Task item :: Among the records below, which lines contain the string "clear"? Report them.
>>>
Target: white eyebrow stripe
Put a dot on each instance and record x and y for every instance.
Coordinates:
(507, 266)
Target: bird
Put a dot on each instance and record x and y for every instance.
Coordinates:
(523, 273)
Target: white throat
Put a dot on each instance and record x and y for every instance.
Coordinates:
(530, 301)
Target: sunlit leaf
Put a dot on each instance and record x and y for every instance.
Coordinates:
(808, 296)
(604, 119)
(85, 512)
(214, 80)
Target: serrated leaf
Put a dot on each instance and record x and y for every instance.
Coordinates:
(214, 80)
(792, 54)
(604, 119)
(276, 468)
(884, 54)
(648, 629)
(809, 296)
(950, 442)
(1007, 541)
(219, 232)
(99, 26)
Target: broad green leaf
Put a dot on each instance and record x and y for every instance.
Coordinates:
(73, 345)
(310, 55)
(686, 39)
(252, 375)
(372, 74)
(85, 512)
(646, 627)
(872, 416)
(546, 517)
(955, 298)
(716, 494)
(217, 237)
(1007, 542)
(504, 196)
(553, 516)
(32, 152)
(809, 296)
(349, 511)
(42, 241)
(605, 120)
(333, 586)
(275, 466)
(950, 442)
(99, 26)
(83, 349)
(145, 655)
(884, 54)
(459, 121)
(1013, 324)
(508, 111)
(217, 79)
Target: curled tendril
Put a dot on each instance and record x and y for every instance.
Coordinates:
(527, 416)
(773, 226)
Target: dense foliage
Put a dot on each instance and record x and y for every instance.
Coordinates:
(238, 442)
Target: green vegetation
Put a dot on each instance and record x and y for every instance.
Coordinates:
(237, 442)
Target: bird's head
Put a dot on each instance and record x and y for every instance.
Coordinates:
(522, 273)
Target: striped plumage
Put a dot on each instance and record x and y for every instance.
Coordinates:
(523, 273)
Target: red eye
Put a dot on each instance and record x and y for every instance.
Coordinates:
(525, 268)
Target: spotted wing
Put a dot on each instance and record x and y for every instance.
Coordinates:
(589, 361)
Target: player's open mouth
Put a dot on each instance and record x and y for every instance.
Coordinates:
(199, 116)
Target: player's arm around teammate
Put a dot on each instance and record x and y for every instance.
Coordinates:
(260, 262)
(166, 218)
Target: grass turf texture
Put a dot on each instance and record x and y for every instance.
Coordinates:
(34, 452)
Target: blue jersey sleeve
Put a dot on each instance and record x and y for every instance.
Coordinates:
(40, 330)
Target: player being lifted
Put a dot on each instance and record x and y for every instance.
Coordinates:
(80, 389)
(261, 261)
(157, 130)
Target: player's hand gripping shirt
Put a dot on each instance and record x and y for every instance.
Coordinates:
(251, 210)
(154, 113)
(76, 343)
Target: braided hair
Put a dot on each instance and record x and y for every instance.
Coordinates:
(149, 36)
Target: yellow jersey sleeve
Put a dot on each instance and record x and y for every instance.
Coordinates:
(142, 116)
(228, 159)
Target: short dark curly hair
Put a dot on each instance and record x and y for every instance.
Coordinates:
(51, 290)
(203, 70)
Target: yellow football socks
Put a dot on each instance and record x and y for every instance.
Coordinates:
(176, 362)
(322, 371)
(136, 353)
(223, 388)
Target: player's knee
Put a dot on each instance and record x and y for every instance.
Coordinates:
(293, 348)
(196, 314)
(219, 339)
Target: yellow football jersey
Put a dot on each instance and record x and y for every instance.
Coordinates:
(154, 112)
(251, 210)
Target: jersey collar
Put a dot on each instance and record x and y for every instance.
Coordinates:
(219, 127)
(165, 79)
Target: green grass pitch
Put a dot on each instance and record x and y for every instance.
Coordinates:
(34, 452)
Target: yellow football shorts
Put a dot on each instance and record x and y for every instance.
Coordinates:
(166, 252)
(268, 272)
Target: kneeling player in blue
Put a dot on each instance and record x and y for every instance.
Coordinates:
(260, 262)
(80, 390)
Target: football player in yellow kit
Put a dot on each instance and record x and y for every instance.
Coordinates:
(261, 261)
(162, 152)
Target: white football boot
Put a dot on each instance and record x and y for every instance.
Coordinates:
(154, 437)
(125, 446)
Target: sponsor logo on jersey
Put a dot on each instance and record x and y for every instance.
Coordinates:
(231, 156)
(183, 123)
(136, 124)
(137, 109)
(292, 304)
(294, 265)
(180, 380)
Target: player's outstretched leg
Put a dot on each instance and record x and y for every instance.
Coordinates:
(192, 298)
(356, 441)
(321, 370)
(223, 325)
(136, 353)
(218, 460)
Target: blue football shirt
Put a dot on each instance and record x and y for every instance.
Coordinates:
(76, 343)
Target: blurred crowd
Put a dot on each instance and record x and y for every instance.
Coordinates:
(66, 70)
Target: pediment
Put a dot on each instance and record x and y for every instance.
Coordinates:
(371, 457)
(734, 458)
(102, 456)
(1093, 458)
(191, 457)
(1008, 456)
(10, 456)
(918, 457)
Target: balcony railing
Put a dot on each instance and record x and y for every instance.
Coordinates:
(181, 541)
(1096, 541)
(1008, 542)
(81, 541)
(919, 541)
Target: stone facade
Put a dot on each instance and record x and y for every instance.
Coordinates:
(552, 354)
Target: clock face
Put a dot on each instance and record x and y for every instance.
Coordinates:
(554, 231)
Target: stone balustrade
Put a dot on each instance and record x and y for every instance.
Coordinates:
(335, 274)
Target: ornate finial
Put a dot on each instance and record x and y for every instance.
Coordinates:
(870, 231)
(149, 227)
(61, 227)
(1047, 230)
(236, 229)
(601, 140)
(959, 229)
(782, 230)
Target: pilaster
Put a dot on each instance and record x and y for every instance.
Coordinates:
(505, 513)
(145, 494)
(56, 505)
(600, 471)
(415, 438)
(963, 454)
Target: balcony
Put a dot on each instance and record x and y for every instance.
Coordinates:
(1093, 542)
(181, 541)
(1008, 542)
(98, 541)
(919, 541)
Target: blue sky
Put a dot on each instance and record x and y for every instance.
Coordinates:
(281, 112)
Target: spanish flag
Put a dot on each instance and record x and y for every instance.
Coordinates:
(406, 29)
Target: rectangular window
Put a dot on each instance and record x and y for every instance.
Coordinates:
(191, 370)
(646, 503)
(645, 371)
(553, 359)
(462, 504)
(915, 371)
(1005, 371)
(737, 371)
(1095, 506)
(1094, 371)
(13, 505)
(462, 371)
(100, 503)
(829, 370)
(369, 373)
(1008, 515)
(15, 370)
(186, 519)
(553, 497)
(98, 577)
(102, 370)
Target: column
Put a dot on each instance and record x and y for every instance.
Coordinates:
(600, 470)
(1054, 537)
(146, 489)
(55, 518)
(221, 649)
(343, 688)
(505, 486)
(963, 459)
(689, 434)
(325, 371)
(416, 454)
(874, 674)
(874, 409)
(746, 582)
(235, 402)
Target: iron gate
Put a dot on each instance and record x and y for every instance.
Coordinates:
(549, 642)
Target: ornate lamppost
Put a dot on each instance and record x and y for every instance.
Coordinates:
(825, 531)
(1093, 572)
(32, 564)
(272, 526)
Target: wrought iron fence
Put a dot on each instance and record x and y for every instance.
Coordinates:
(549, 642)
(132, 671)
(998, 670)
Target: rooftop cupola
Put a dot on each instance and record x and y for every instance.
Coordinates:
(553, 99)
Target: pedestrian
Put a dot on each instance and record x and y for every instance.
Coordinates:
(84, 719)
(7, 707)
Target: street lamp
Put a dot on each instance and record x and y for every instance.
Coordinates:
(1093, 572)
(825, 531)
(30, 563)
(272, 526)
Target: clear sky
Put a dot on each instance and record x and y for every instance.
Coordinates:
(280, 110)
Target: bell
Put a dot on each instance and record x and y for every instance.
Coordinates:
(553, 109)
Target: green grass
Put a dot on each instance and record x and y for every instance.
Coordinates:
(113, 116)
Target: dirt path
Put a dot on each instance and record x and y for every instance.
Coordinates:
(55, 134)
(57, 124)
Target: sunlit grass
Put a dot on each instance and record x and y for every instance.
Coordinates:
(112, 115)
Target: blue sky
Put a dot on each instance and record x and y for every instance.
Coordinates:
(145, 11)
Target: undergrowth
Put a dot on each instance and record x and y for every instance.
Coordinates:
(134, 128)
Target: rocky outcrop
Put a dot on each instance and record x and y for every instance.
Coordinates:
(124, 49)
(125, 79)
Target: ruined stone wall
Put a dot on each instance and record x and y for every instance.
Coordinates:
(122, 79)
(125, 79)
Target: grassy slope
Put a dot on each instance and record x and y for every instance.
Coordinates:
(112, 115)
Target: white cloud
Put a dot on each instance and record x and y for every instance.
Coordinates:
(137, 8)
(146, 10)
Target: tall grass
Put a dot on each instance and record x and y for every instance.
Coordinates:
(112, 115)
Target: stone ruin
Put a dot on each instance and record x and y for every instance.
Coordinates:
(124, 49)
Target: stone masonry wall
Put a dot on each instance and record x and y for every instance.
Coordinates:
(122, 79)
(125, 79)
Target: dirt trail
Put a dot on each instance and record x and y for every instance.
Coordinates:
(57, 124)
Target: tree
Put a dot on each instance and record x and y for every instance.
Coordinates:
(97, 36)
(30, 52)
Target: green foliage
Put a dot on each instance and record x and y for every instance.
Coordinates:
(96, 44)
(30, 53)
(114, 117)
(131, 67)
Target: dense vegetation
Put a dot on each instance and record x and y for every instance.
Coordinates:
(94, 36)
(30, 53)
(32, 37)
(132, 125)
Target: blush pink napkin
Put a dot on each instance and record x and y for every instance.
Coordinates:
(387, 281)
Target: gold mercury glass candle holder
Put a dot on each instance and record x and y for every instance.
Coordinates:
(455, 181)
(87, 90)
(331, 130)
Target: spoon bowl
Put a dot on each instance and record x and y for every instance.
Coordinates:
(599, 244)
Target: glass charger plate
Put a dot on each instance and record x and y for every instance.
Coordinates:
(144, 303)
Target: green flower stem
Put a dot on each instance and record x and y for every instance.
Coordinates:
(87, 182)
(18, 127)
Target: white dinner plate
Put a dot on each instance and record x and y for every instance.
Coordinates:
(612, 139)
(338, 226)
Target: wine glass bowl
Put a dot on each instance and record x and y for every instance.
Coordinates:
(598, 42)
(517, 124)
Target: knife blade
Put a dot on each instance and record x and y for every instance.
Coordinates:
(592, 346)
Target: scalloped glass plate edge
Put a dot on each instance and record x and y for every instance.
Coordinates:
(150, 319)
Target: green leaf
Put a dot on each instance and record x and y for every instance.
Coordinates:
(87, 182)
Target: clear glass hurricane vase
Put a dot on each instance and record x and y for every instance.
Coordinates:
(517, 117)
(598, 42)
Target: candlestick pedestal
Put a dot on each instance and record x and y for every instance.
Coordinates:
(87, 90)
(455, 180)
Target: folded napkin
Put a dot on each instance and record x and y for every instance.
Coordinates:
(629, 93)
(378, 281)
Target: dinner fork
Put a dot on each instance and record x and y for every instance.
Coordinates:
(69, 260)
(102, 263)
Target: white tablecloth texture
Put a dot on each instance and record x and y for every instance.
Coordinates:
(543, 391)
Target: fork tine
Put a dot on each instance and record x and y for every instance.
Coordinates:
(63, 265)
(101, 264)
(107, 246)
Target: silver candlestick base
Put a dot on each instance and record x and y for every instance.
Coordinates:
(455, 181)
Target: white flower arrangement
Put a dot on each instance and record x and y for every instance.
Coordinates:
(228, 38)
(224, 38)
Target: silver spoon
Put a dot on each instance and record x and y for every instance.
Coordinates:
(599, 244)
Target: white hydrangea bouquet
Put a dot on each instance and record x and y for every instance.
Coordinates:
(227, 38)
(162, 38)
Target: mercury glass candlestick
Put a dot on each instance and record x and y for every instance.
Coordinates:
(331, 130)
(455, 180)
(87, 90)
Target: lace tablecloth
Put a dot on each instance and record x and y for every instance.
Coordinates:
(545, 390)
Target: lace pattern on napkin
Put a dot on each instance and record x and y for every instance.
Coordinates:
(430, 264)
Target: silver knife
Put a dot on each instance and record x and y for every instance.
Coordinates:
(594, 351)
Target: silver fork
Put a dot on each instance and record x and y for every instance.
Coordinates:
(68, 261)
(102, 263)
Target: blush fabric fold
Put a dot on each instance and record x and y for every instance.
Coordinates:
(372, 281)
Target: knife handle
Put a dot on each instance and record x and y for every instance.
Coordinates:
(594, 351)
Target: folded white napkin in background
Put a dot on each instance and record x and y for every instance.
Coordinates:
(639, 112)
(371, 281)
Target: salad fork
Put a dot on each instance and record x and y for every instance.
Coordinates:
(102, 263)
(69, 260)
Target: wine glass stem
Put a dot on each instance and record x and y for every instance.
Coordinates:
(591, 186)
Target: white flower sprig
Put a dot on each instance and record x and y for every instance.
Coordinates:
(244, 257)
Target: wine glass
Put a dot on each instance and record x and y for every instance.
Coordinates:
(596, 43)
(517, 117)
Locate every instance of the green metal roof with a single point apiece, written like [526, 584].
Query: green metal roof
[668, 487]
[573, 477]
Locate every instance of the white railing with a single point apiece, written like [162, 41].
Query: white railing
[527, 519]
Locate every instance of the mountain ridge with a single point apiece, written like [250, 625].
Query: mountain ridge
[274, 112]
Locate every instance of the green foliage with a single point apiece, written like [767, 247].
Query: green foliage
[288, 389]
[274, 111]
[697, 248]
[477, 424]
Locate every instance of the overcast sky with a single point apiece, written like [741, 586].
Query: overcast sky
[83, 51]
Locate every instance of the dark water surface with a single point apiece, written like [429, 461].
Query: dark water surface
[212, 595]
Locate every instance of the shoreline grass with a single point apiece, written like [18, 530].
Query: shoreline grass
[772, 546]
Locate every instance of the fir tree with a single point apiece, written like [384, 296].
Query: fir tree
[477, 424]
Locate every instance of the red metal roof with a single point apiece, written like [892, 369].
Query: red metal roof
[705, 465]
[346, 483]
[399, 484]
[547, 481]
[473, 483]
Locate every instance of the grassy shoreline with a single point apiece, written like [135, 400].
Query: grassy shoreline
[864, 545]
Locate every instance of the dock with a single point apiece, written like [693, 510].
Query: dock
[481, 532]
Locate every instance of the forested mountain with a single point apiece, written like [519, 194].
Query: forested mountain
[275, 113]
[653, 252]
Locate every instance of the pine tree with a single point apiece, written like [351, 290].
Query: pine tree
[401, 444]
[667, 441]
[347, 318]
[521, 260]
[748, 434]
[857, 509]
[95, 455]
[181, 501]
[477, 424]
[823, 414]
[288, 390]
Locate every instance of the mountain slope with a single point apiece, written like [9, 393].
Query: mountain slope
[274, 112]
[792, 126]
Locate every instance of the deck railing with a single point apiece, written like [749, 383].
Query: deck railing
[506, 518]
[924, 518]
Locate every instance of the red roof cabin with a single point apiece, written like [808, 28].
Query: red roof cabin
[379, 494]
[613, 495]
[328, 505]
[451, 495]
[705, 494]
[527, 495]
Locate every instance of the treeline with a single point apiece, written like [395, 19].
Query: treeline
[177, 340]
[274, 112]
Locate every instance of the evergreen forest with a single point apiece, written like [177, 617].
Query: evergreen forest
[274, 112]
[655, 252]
<<<
Response to this task ::
Target: clear sky
Target: clear glass hurricane vase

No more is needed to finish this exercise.